Record dell'esercizio
————
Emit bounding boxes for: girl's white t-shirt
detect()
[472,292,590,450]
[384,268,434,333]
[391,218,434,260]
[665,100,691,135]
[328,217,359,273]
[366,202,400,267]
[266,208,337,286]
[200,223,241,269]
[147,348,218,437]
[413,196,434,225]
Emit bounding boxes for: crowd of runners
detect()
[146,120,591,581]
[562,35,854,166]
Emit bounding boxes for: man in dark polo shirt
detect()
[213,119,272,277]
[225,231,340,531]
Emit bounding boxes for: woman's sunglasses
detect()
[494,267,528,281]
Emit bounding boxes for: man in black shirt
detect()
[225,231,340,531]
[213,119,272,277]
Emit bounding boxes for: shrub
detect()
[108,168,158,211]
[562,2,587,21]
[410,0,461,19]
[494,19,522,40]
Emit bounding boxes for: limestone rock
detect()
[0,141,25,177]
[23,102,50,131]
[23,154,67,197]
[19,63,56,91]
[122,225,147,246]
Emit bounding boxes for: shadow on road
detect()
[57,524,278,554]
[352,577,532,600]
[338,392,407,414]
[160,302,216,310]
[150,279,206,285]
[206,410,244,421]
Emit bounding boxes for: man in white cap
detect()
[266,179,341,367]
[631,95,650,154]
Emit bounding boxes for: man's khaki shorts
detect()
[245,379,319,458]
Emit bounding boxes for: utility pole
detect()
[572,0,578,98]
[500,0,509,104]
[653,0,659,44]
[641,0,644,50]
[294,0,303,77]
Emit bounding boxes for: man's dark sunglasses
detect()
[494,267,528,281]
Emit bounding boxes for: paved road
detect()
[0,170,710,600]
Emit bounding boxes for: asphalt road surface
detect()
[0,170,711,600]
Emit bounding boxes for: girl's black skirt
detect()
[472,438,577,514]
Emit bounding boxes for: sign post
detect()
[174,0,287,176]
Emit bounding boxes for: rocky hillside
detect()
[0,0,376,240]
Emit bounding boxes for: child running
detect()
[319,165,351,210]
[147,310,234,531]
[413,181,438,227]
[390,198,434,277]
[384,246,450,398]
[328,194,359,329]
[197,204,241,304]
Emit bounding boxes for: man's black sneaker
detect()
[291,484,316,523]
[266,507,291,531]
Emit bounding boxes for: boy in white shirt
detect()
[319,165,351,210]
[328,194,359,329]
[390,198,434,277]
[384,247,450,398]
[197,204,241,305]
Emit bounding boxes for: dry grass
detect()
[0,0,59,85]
————
Istruzioni
Riscrivi i record dall'inizio fino alla riga con "[206,410,244,421]" inclusa, richieste comprese, scalando per 1,6 ogni coordinata dei riquadri nelle risposte e arrotondando all'intero, con le metà per eccesso. Riporta soltanto queste righe.

Esercizio svolto
Emit bounding boxes for: girl's white t-shirt
detect()
[755,467,944,720]
[614,429,694,533]
[626,349,694,416]
[1064,160,1106,216]
[525,347,574,437]
[586,323,640,427]
[426,333,539,458]
[320,357,386,430]
[235,557,349,699]
[661,314,694,360]
Emit bounding boxes for: crowd of runners
detect()
[234,192,946,930]
[899,56,1366,266]
Emit bounding boxes for: man in dark polo shirt
detect()
[341,190,435,443]
[360,370,544,850]
Emit bounding boxes for: woman's sunglasses
detect()
[790,427,845,450]
Emit bounding boxes for: man in black shirt
detect()
[360,370,544,850]
[341,190,435,443]
Emit bounding boxes for: shrub
detect()
[173,269,253,338]
[899,3,939,34]
[656,0,738,30]
[790,30,835,64]
Emit bounding boxes for: limestone rock
detect()
[0,226,40,283]
[37,163,80,210]
[37,246,107,315]
[30,101,90,146]
[195,360,235,394]
Emit bounding boxes for: shadow on road
detect()
[91,838,445,886]
[563,923,851,960]
[541,627,651,662]
[256,483,346,496]
[240,446,330,456]
[330,656,390,674]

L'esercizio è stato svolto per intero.